*** Given passage ***

You have to consider how it's evaluated...

a == b == c

is asking if two of them are equal (a and b), then comparing that boolean result to the third value c! It is NOT comparing the first two values with the third. Anything beyond 2 arguments won't chain as you evidently expect.

For whatever it's worth, because C++ considers non-0 values to be "true" in a boolean context, you can express what you want simply as:

return year && month && day && hour && minute && second;

(note: your revised code says "month" twice and doesn't test minute).

Back to the chained ==s: with user-defined types and operator overloading you can create a class that compares as you expect (and it can even allow things like 0 <= x < 10 to "work" in the way it's read in mathematics), but creating something special will just confuse other programmers who already know the (weird) way these things work for builtin types in C++. Worth doing as a ten/twenty minute programming exercise though if you're keen to learn C++ in depth (hint: you need the comparison operators to return a proxy object that remembers what will be the left-hand-side value for the next comparison operator).

*** Records shown ***

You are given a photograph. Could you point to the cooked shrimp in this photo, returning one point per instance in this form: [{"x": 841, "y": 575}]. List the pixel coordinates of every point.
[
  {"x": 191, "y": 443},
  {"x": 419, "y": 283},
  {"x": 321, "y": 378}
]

***

_Problems to solve_
A. Answer these about the passage on chained comparisons in C++:
(i) In a == b == c, what is c compared against?
(ii) What two mistakes does the note point out in the revised code?
(iii) According to the hint, what must the comparison operators return?
B. Turn the lines of the rows following the C++ passage into a numbered list, leaving out blank lines.

_Full solutions_
A.
(i) The boolean result of comparing a and b.
(ii) It says "month" twice and doesn't test minute.
(iii) A proxy object that remembers what will be the left-hand-side value for the next comparison operator.

B.
1. You are given a photograph. Could you point to the cooked shrimp in this photo, returning one point per instance in this form: [{"x": 841, "y": 575}]. List the pixel coordinates of every point.
2. [
3.   {"x": 191, "y": 443},
4.   {"x": 419, "y": 283},
5.   {"x": 321, "y": 378}
6. ]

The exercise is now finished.